**Text shown:**

#####

Physicists predict success of movies at the box office

June 15, 2012

A group of Japanese scientists have surprised themselves by being able to predict the success or failure of blockbuster movies at the box office using a set of mathematical models.

The researchers, publishing their study today, 15 June, in the Institute of Physics and German Physical Society’s New Journal of Physics, used the effects of advertising and word-of-mouth communication to create a model that turned out to be successful in predicting how each movie fared once it hit the silver screen.

The only data the researchers needed to put into the model were the daily advertisement costs of 25 movies that appeared in Japanese cinemas.

Their model was originally designed to predict how word-of-mouth communication spread over social networks, applying it to conversations about movies in particular, which was a success; however, they also found that when they overlapped their predictions with the actual revenue of the films, they were very similar.

They now intend to apply their model to other commercial markets, such as online music, food snacks, noodle cups, soft drinks and local events.

The researchers, from Tottori University, used their model to calculate the likelihood of an individual going to watch a movie in a Japanese cinema over a period ranging from 60 days prior to the movie’s opening date to 100 days after it had opened.

Recognising that word-of-mouth communication, as well as advertising, has a profound effect on whether a person goes to see a movie or not, whether this is talking about it to friends (direct communication) or overhearing a conversation about it in a café (indirect communication), the researchers accounted for this in their calculations.

#####

**Records for processing:**
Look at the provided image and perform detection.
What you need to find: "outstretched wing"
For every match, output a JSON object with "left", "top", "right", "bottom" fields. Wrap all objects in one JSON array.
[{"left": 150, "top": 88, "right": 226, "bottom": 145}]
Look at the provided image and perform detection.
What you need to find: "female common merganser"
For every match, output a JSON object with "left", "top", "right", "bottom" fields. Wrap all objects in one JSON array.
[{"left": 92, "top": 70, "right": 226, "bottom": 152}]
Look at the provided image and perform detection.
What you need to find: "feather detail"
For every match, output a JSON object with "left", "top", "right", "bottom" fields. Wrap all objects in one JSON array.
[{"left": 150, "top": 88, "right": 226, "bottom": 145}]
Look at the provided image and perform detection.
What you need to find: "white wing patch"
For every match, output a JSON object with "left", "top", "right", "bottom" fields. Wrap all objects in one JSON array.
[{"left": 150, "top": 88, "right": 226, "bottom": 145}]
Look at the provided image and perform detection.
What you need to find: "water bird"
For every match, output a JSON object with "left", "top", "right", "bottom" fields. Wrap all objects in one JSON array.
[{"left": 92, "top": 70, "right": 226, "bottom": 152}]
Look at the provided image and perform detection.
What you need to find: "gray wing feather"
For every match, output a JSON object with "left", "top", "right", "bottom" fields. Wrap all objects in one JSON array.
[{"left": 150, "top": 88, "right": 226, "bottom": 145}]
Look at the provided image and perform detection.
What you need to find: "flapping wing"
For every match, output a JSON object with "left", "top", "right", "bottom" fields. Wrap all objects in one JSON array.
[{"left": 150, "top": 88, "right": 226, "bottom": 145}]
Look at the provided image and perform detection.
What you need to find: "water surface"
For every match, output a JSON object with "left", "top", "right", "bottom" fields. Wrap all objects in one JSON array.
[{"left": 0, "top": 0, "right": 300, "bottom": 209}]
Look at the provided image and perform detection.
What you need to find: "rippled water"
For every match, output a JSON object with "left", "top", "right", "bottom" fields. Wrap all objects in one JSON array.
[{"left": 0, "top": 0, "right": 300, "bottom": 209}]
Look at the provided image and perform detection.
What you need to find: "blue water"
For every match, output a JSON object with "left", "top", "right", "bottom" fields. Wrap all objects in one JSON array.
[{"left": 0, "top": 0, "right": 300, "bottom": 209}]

#####

**Goals:**
1. Which commercial markets does the box office article say the researchers plan to apply their model to next?
2. How many lines of the records contain the string "feather", matching case exactly? Tally them and give only the number.
The article and the records are unrelated material.

**Solution list:**
1. online music, food snacks, noodle cups, soft drinks, local events

2. 2